╭──

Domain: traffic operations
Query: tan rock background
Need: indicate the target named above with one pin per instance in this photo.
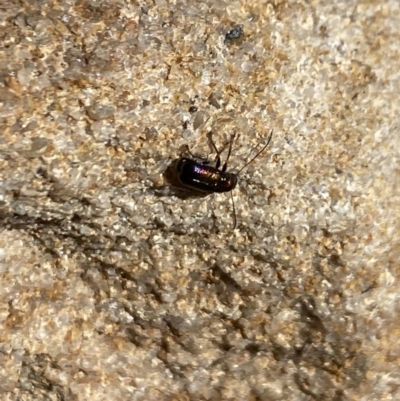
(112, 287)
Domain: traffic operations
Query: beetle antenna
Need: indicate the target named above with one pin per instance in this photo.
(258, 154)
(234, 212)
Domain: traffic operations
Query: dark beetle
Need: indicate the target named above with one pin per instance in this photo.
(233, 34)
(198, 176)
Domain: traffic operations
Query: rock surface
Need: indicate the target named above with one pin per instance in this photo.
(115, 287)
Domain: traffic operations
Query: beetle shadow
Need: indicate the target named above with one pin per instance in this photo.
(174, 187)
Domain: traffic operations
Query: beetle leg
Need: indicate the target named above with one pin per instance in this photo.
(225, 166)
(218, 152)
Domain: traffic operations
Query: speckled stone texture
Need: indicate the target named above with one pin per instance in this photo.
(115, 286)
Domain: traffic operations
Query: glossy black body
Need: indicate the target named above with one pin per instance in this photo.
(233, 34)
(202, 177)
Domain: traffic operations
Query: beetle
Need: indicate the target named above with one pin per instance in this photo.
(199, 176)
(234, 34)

╰──
╭──

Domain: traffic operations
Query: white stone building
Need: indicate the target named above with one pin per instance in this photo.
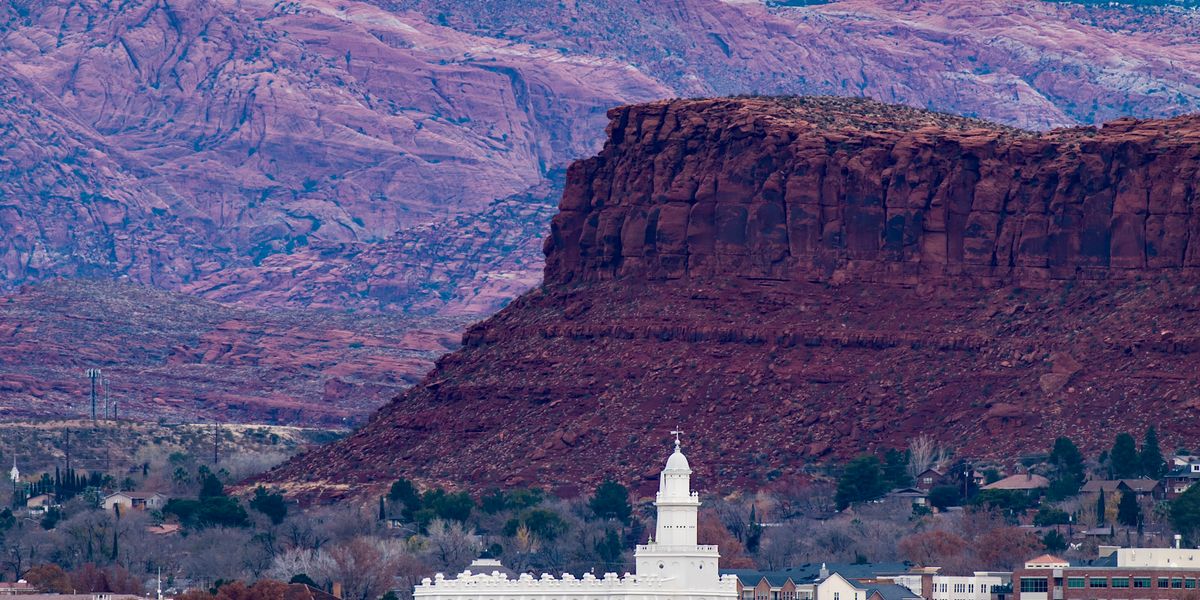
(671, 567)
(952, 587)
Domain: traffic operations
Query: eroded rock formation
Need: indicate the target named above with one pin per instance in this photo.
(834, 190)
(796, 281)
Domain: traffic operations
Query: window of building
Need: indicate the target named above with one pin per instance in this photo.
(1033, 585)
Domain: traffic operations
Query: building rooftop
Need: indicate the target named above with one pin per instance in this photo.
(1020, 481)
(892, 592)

╰──

Count every line above that holds the string "stone" and give the total, nothing more.

**Result for this exercise**: 2